There are two eminent Irishmen now in the House of Commons--Lord
Castlereagh and Mr. Canning--who will subscribe to the justness of
every syllable we have said upon this subject, and who have it in
their power, by making it the condition of their remaining in
office, to liberate their native country, and raise it to its just
rank among the nations of the earth. Yet the Court buys them over,
year after year, by the pomp and perquisites of office; and year
after year they come into the House of Commons, feeling deeply, and
describing powerfully, the injuries of five millions of their
countrymen--and CONTINUE members of a government that inflicts those
evils, under the pitiful delusion that it is not a Cabinet Question,
as if the scratchings and quarrellings of Kings and Queens could
alone cement politicians together in indissoluble unity, while the
fate and torture of one-third of the empire might be complimented
away from one minister to another, without the smallest breach in
their Cabinet alliance. Politicians, at least honest politicians,
should be very flexible and accommodating in little things, very
rigid and inflexible in great things. And is this NOT a great
thing? Who has painted it in finer and more commanding eloquence
than Mr. Canning? Who has taken a more sensible and statesmanlike
view of our miserable and cruel policy than Lord Castlereagh? You
would think, to hear them, that the same planet could not contain
them and the oppressors of their country--perhaps not the same solar
system. Yet for money, claret, and patronage, they lend their
countenance, assistance, and friendship to the Ministers who are the
stern and inflexible enemies to the emancipation of Ireland!

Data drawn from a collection
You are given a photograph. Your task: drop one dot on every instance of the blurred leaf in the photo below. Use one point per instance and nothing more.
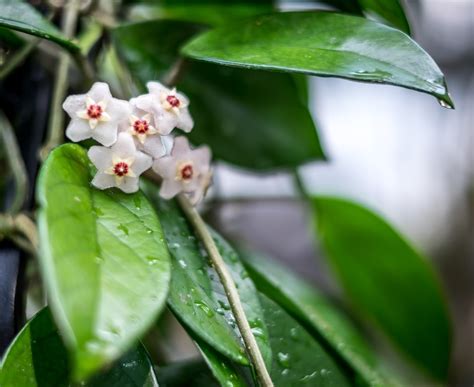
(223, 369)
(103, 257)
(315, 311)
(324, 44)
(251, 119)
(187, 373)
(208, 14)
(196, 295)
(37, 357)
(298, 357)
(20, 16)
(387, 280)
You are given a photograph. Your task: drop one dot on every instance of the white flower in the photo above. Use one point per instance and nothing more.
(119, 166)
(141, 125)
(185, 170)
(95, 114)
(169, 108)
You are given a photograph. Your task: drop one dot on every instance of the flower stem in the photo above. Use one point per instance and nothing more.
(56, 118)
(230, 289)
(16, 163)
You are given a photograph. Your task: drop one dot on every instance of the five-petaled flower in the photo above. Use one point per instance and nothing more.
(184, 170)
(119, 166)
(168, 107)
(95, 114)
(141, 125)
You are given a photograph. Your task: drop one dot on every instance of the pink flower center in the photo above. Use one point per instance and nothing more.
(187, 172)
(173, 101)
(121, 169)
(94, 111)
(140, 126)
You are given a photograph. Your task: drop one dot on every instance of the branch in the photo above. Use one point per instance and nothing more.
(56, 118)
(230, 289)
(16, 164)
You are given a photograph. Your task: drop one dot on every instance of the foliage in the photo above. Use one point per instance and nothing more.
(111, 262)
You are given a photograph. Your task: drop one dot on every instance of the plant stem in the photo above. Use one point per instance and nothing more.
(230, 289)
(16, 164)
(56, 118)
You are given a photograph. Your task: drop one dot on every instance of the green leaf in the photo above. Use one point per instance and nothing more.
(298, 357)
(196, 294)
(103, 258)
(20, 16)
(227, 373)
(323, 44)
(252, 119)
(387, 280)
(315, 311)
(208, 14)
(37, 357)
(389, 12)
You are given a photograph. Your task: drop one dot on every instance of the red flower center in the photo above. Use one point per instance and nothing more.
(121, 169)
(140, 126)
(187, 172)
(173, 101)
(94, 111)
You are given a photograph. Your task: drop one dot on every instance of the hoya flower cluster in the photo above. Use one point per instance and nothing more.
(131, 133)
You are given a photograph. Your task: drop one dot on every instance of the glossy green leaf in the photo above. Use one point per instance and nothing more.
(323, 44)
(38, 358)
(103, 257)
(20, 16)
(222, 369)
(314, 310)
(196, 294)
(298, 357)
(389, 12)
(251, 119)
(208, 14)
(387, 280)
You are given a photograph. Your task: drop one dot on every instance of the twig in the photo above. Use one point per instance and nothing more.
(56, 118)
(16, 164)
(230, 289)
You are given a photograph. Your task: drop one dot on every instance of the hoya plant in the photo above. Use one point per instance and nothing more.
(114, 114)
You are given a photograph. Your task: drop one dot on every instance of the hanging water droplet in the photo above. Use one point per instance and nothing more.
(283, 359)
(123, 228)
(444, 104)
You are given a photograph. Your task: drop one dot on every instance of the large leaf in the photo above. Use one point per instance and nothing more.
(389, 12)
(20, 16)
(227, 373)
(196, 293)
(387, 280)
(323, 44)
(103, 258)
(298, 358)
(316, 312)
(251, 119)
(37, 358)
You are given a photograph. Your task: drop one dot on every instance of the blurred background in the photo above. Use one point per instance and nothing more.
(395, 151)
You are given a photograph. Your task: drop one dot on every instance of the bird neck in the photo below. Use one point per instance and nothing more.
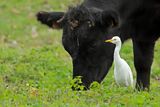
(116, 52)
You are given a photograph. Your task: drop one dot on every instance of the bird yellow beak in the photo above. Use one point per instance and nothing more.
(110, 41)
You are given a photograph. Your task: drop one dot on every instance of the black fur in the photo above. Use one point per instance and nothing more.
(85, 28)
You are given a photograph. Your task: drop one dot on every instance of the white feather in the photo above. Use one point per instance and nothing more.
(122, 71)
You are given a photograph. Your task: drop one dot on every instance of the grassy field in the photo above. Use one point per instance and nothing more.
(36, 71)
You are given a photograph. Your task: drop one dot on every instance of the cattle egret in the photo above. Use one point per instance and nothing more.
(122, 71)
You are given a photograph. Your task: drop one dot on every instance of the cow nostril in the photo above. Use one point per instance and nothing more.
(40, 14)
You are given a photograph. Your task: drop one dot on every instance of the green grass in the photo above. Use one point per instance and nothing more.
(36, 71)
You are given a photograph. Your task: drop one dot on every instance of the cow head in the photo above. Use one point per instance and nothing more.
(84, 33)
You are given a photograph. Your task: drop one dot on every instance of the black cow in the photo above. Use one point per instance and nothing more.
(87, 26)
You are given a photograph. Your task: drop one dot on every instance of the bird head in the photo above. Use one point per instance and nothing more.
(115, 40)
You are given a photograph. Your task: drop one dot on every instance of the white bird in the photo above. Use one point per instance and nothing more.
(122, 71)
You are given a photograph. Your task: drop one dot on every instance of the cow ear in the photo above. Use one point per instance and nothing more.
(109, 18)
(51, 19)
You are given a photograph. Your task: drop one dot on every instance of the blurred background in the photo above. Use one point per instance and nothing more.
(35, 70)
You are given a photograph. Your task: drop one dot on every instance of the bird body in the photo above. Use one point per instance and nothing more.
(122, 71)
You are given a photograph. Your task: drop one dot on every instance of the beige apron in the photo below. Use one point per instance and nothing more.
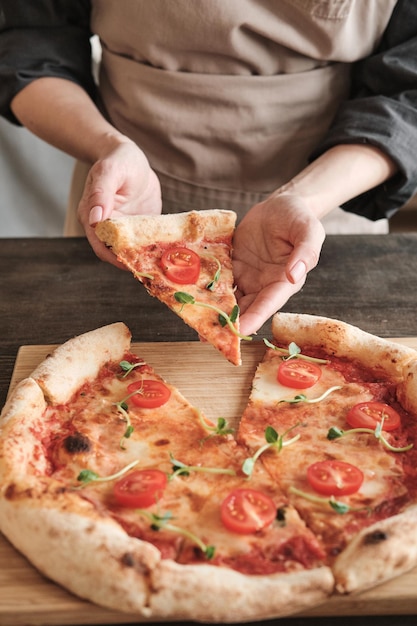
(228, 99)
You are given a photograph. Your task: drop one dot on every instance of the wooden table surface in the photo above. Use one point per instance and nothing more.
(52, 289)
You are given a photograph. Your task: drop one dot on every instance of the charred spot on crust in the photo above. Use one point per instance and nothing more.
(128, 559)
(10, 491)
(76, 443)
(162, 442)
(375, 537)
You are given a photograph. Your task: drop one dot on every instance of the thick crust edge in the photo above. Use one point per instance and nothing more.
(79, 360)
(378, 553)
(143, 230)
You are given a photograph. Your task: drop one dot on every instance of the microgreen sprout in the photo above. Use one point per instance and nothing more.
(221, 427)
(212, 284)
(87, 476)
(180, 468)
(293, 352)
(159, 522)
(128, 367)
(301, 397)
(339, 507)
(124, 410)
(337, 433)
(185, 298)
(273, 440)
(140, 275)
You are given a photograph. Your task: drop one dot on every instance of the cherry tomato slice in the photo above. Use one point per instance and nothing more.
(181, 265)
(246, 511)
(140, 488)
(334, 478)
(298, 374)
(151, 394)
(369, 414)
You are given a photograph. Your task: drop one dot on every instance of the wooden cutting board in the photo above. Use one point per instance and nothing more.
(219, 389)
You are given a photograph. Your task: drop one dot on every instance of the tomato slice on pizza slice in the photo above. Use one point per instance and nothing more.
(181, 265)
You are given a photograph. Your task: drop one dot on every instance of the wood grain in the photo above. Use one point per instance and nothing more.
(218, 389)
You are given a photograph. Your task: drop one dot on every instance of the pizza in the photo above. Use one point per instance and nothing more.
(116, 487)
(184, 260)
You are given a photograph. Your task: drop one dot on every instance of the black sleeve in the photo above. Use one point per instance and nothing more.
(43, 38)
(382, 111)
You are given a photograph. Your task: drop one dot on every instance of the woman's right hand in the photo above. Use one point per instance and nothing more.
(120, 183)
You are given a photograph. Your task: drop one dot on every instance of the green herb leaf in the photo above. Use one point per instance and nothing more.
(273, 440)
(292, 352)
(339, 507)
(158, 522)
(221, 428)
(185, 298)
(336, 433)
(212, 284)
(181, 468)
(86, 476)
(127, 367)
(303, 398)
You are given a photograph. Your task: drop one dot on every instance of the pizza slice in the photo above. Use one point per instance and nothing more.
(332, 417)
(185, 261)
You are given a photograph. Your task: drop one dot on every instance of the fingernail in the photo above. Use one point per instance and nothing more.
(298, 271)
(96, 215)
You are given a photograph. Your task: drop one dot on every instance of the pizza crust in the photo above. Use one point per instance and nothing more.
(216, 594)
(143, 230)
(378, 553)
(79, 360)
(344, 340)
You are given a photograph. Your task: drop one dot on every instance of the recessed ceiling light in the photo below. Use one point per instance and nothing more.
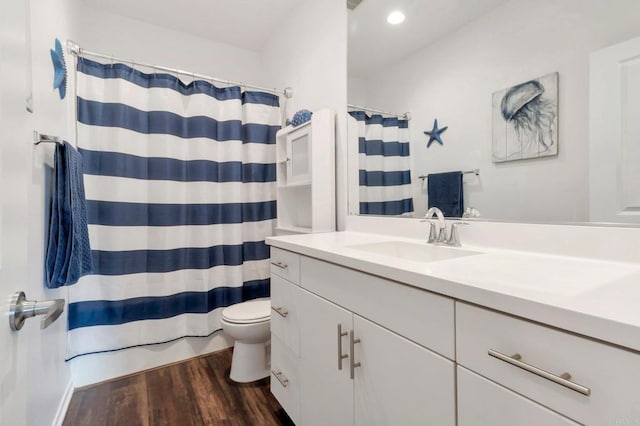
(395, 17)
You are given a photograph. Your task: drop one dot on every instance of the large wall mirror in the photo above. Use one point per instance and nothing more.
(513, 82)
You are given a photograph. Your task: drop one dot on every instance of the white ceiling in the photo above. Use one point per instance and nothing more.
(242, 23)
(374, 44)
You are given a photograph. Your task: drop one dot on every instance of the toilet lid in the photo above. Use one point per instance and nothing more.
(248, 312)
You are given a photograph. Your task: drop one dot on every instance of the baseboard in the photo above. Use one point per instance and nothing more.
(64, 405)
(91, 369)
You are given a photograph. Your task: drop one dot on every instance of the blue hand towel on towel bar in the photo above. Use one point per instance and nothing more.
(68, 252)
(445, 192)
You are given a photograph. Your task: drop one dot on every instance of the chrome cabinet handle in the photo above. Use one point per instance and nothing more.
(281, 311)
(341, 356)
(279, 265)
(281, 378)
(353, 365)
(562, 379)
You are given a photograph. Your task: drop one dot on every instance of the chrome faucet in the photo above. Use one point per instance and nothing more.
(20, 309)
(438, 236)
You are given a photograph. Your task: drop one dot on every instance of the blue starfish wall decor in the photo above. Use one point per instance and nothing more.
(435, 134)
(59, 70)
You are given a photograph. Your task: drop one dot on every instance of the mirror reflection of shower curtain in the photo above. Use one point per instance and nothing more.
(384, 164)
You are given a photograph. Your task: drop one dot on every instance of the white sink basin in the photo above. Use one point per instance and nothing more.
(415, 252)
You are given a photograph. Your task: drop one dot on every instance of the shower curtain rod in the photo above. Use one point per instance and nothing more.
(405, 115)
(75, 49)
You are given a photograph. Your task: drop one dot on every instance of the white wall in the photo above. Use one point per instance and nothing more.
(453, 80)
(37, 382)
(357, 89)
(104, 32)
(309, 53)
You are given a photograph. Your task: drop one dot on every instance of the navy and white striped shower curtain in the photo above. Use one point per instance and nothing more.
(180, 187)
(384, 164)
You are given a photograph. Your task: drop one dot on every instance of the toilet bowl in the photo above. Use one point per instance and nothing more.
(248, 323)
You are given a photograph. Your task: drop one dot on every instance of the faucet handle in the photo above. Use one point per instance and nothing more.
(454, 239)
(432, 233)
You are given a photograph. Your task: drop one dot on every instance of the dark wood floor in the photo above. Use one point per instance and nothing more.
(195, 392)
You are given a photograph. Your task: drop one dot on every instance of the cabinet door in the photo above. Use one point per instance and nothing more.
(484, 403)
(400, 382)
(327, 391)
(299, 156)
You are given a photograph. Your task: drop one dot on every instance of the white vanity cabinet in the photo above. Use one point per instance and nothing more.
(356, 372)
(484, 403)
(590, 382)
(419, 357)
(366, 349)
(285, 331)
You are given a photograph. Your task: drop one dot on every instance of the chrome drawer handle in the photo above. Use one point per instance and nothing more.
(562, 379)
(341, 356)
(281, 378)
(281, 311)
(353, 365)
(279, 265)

» **REQUESTS**:
a: Answer these questions about the passage on Irish emancipation:
(i) Which two Irishmen in the House of Commons does it name?
(ii) How many of their countrymen does it say suffer injuries?
(iii) For what three things does it say those two men lend their support to the Ministers?
b: Reproduce the listing word for word, starting with the line that contains "the toilet bowl" and going on through the last line of the listing.
The passage on Irish emancipation and the listing are unrelated pieces of material.

» **LIST OF SOLUTIONS**:
a:
(i) Lord Castlereagh and Mr. Canning
(ii) Five millions
(iii) Money, claret, and patronage

b:
You are given a photograph. Your task: drop one dot on every instance of the toilet bowl in the photo above. Use one point per instance and nothing more.
(248, 323)
You are given a photograph. Your task: drop one dot on every instance of the faucet handle in the photo above. Use one point per instance and nothing more.
(454, 239)
(432, 233)
You are given a photograph. Your task: drop one dot on every instance of the dark wood floor in the photo above. Use one point per instance and nothing more.
(195, 392)
You are given a photograph. Your task: drop one dot on every instance of the cabinet door in the photo above. Use one point per instance and nothing more.
(484, 403)
(400, 382)
(327, 391)
(299, 156)
You are given a photograph. Your task: drop one dot on every instance of the white vanity cabinet in the photo above. Use one point per instance and nothing more.
(356, 372)
(484, 403)
(590, 382)
(419, 357)
(366, 349)
(285, 331)
You are given a photograph. Your task: drop one dot on every instance of the chrome drawer handle in the photo above. Use one point per instance and nothing more.
(562, 379)
(341, 356)
(281, 378)
(281, 311)
(353, 365)
(279, 265)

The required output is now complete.